▶ [Job 1]
Rewrite the entries starting at the line that contains "contains the taillight?" and ending at the line that contains "[794,754,827,768]", changing "low bush" to "small shrub" and keeping everything else the same.
+---+
There is also indication of past leakage and possible deterioration of the deck support beam at the starboard chain plate attachment.

In his report Mr. Stratton recommended, in relation to the repair of wood rot, that:

10. The extent of repairs below the starboard settee berth should be further investigated to assure that all exposed wood is adequately sealed.

With respect to the possible deterioration of the deck support beam he recommended:

11. The possibility of wood deterioration in the deck beam and sheer clamp near the starboard chain plate attachment should be further investigated and repairs undertaken as necessary.

[33] In his survey report Mr. Stratton said that recommendations 10 and 11 might be carried out as convenient to the owner.

[34] After reading the survey report, Mr. Perera said that he looked below the starboard settee berth and determined that the wood surfaces were sealed. He said that it does not take expertise to see whether or not wood is covered by paint or resin. He thought no more was necessary.

[35] Mr. Perera says that the second possible defect noted by Mr. Stratton was something he had pointed out to Mr. Stratton during Mr. Stratton's survey and that, in any event, he repaired the area after he bought the sail boat.

[36] I conclude that at the time of Mr. Stratton’s survey, there was rot in the boat, either as an active condition in at least one stringer, or which had been covered over in poorly effected repair. While the evidence as to the rate at which rot can progress in materials such as were used in the construction of this sail boat in waters off British Columbia is unsatisfactory, it is unlikely that the extent of the rot found in November 2004 could have occurred from a start some time after March 2003. I conclude that for the boat to have been in the disastrous condition it was found to be in November 2004, there must have been significant rot present when Mr. Stratton did his survey.

[37] The issue then becomes whether a reasonably competent surveyor would have detected that rot, and whether, in failing to detect the rot, Mr. Stratton fell below the standard of a reasonably competent surveyor.

[38] I note that Mr. Perera said that when he inspected the boat before he bought it, he got down on his knees and looked inside the bilge area. While he was not an experienced boater at that time, he testified that he had seen rotten wood before. I infer that in his inspection he saw nothing to indicate the presence of rot.

[39] Mr. Perera hired Mr. De Groot so he could have the boat inspected by someone with training and experience that Mr. Perera did not have. The rot in the stringer, as seen by Mr. Down in November 2004 was present to some degree in March of 2003 and should have been visible to reasonably careful inspection. That Mr. Stratton did not see it or report it is evidence that his inspection was less than reasonably careful.

[40] I find further that there was some rot in the hull in March of 2003. While it may not have caused delamination, or a weakening of the bond between the fibreglass skin and the underlying wood veneer, I do not accept that the extent of the rot found by Mr. Down and by both defendants in November 2004 could have occurred as a natural progression from a condition that could not have been detected by reasonably careful inspection by a marine surveyor in March 2003.

[41] Mr. Down described a softness of the structure underlying the fibreglass that gave a different sound when struck with a hammer. The sound made when a hammer taps the fibreglass skin over rotting or rotten wood is different than the sound made when the bond between the fibreglass skin and underlying wood has delaminated, and, as indicated earlier, both sound different than the result from tapping fibreglass properly bonded to sound underlying material.
+---+
▶ [Job 2]
Name every person mentioned in the boat survey judgment.

Part of a data file:
+---+
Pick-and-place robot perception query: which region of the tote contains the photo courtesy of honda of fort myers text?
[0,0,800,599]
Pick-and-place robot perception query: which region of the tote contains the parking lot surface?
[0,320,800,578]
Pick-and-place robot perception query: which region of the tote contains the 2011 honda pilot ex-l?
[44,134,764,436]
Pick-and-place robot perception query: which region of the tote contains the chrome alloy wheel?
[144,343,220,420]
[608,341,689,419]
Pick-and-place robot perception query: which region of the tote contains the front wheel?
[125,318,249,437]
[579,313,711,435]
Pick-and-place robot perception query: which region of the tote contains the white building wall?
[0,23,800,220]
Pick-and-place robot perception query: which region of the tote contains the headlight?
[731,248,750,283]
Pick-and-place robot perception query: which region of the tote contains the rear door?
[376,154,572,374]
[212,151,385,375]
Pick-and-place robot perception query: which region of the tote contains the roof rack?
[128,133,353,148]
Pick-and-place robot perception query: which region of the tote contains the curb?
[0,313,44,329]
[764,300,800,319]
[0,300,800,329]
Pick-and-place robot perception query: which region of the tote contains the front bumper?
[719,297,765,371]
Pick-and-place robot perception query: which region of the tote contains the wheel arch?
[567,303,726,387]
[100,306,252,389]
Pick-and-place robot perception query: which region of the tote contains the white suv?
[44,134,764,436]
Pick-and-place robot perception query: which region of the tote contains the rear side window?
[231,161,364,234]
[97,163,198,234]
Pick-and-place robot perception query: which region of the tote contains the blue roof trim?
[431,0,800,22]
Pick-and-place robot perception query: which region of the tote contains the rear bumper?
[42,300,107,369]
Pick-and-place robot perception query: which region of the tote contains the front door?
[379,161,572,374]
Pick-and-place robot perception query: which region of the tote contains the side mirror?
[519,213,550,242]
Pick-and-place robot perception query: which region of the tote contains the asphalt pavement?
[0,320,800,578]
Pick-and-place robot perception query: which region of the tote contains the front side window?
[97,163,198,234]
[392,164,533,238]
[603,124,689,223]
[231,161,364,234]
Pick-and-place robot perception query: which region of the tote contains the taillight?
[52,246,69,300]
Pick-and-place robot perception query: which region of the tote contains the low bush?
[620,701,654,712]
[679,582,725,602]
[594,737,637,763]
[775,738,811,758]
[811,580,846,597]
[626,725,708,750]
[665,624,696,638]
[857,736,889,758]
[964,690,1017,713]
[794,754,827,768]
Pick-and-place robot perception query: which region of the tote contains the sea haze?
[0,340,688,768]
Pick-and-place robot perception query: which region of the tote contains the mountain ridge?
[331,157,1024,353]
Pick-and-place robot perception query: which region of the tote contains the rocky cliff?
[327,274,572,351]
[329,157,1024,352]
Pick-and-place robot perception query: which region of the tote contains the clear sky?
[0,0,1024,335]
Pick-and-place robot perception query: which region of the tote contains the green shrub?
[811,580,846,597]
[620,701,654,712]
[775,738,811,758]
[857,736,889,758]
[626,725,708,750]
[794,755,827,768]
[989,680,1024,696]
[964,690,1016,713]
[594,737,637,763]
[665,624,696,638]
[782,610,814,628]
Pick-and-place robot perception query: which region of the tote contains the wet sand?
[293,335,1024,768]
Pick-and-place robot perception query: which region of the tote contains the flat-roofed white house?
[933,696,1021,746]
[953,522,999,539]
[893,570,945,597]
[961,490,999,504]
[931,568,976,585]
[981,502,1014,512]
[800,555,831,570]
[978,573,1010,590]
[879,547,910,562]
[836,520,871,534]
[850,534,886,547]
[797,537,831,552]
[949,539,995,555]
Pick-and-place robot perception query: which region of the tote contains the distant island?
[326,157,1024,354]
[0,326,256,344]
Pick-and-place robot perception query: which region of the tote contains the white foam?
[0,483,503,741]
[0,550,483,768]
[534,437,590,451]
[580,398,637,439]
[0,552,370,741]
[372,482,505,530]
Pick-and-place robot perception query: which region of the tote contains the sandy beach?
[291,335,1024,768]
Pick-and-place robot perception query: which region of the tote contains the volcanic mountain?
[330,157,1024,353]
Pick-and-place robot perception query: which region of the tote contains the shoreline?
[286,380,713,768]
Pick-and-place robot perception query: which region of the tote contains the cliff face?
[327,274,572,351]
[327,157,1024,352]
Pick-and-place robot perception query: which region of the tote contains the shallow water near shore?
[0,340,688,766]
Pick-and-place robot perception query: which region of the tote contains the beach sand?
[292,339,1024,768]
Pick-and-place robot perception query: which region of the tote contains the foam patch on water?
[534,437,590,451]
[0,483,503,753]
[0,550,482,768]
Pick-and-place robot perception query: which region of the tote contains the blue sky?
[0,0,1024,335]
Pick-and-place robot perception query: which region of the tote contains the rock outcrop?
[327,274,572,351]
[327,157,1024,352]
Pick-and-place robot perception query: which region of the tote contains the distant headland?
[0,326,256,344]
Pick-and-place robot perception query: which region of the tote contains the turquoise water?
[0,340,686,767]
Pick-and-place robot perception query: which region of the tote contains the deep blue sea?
+---+
▶ [Task answer 1]
Pick-and-place robot perception query: which region of the tote contains the taillight?
[52,246,69,300]
Pick-and-place robot perception query: which region of the tote contains the small shrub?
[620,701,654,712]
[679,582,725,602]
[594,737,637,763]
[775,738,811,758]
[811,580,846,597]
[626,725,708,750]
[665,624,696,638]
[857,736,889,758]
[964,690,1017,713]
[794,754,827,768]

▶ [Task answer 2]
Mr. Stratton, Mr. Perera, Mr. De Groot, Mr. Down